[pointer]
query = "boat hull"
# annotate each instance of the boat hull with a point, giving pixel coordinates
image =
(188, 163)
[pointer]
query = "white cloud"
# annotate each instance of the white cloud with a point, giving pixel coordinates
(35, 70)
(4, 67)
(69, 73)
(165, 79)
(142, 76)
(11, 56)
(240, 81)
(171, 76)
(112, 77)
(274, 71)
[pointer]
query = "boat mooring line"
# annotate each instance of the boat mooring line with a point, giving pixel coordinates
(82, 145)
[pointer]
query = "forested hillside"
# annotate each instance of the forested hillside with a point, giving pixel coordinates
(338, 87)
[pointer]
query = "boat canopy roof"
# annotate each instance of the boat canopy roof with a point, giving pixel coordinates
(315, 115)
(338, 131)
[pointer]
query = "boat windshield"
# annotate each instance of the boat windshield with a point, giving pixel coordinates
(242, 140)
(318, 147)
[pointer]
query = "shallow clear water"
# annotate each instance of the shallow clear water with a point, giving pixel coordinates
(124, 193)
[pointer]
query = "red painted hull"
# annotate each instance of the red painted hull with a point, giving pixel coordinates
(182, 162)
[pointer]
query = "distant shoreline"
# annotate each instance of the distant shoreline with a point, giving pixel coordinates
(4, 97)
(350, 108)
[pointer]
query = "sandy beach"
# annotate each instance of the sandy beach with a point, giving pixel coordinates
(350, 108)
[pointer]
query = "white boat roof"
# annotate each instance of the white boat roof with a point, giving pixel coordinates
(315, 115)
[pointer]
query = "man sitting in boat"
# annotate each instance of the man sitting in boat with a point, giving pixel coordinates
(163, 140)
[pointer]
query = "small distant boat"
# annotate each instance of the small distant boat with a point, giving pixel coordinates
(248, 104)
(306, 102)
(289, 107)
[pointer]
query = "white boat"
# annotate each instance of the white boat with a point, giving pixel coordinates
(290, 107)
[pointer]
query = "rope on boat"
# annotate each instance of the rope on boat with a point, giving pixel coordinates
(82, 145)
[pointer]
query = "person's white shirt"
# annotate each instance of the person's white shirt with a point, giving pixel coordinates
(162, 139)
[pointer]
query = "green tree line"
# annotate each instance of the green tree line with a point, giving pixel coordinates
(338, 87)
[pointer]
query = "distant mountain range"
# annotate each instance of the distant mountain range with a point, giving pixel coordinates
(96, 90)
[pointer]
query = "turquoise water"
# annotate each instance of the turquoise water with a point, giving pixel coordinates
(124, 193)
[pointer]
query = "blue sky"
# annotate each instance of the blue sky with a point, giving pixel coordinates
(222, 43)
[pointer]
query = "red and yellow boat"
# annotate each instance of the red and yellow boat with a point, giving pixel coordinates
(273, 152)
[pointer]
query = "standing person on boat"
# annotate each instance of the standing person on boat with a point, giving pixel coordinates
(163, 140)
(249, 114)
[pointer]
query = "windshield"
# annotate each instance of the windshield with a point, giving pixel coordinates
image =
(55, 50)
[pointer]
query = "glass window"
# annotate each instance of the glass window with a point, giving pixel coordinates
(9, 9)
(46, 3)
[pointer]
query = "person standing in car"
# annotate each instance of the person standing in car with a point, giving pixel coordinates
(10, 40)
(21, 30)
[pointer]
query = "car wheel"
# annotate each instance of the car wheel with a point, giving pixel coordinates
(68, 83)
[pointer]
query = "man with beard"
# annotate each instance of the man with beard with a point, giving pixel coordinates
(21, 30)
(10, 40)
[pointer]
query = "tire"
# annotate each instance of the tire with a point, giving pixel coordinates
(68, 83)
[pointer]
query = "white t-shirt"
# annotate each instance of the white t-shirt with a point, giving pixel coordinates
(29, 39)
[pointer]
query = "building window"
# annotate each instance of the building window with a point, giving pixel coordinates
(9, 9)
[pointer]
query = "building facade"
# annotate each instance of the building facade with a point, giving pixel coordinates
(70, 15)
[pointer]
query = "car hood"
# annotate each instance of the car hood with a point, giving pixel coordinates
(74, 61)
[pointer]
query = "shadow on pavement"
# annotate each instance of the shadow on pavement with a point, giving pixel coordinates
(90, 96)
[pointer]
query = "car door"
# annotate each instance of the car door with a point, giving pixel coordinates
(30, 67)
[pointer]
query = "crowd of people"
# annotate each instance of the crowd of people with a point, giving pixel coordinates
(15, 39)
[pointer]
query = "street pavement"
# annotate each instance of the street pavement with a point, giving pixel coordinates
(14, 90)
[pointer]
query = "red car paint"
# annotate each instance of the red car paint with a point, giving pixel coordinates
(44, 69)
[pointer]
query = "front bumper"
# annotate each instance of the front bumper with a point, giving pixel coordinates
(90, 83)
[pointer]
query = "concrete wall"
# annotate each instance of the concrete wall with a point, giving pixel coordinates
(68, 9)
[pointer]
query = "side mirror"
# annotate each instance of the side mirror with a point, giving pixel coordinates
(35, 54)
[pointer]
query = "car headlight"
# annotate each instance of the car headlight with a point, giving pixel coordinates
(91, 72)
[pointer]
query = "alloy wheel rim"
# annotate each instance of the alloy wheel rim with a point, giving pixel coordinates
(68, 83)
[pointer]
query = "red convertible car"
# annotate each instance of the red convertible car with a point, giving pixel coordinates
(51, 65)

◇ ◇ ◇ ◇ ◇

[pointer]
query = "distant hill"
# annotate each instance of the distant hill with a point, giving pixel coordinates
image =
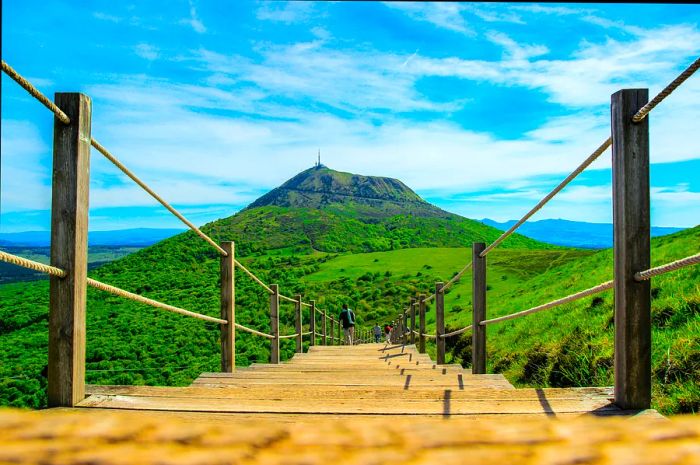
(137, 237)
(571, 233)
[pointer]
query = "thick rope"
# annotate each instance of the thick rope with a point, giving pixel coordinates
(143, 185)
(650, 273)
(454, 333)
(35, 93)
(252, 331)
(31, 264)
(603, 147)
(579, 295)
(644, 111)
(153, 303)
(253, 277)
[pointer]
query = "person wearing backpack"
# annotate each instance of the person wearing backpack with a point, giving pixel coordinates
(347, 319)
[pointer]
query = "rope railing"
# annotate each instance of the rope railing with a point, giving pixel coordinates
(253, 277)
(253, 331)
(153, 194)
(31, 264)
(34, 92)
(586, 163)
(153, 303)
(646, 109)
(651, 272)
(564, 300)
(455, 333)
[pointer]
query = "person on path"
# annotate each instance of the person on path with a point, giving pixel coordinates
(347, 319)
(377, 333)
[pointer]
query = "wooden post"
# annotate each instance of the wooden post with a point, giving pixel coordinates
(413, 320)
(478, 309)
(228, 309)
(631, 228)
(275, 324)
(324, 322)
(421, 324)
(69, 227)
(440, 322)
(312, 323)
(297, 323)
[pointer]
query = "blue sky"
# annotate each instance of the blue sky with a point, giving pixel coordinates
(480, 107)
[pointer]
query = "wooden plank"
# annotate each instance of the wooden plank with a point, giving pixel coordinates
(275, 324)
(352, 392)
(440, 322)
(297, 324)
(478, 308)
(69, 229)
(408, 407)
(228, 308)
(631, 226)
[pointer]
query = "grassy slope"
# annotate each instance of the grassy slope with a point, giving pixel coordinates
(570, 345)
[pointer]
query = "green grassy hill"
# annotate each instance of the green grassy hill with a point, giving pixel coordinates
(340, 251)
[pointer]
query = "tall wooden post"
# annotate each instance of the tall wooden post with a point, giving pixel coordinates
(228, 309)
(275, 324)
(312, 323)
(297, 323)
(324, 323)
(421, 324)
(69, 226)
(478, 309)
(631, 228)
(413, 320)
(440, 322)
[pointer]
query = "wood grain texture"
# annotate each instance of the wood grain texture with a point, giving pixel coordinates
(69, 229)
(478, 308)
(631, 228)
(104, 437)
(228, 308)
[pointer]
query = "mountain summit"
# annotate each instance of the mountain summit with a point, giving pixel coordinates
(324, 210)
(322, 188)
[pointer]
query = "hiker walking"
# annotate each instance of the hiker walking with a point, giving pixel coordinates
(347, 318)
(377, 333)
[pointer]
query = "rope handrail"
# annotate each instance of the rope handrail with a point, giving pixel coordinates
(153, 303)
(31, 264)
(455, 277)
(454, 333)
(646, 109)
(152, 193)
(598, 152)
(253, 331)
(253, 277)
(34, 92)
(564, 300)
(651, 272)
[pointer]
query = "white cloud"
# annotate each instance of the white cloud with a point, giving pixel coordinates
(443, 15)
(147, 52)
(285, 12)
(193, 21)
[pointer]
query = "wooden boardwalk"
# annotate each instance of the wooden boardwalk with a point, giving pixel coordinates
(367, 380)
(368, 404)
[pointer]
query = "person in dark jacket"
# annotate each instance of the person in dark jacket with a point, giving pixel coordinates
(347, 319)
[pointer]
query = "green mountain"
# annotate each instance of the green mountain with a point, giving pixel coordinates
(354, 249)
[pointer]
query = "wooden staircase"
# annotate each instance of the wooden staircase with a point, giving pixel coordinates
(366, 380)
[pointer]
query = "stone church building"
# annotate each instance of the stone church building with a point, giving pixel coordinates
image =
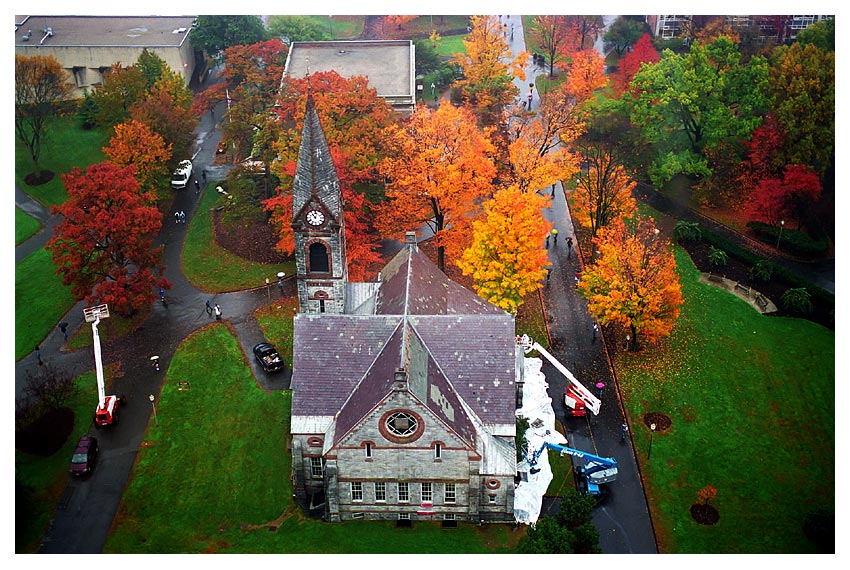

◇ ◇ ◇ ◇ ◇

- [DIRECTIONS] In the lines above, find the word "church" and copy each line that contains it.

- [EXERCISE RESPONSE]
query = "stone church building"
# annotate each instance of the stone church building with a point, giving pixel coordinates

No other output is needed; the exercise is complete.